-------- Listing --------

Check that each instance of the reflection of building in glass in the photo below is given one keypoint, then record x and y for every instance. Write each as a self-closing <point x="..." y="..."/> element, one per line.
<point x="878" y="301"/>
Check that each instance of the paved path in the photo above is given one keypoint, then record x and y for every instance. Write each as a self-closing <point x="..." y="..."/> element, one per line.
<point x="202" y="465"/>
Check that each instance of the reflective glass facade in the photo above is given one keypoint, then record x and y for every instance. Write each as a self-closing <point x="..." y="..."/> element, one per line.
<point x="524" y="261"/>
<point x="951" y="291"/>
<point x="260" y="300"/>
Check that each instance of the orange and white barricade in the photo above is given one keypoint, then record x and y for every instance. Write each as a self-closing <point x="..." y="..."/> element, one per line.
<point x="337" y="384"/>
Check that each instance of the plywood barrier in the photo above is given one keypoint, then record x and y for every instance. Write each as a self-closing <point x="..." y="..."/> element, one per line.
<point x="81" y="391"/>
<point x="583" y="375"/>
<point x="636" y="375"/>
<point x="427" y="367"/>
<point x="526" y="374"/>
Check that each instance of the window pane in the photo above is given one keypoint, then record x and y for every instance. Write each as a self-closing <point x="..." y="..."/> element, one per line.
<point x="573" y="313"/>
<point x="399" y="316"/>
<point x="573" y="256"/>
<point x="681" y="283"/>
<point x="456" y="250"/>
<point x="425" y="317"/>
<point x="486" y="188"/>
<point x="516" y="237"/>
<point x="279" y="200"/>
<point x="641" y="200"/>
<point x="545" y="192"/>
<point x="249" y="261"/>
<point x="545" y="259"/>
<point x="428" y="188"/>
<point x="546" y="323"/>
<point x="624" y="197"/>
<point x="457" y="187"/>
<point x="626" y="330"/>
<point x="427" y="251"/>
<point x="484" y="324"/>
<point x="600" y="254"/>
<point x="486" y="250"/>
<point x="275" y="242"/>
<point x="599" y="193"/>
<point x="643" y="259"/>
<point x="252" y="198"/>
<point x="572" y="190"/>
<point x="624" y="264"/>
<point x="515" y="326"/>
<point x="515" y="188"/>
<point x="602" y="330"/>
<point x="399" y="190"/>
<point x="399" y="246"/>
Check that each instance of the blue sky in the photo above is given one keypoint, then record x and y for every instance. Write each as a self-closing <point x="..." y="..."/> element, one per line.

--------

## Your task
Return every line of the material above that contains the string "glass", treating uppercase and lowercase letters as different.

## Response for this exercise
Check that each instance of the reflection of building in glass in the photo below is given one keypoint, then record x and y for every instance. Write each as a self-closing <point x="..." y="..."/> element, one per line.
Check that each instance of the reflective glass facade in the photo above is given one keypoint, then record x and y for every instance. Write each as a self-closing <point x="..." y="..."/> element, one per line.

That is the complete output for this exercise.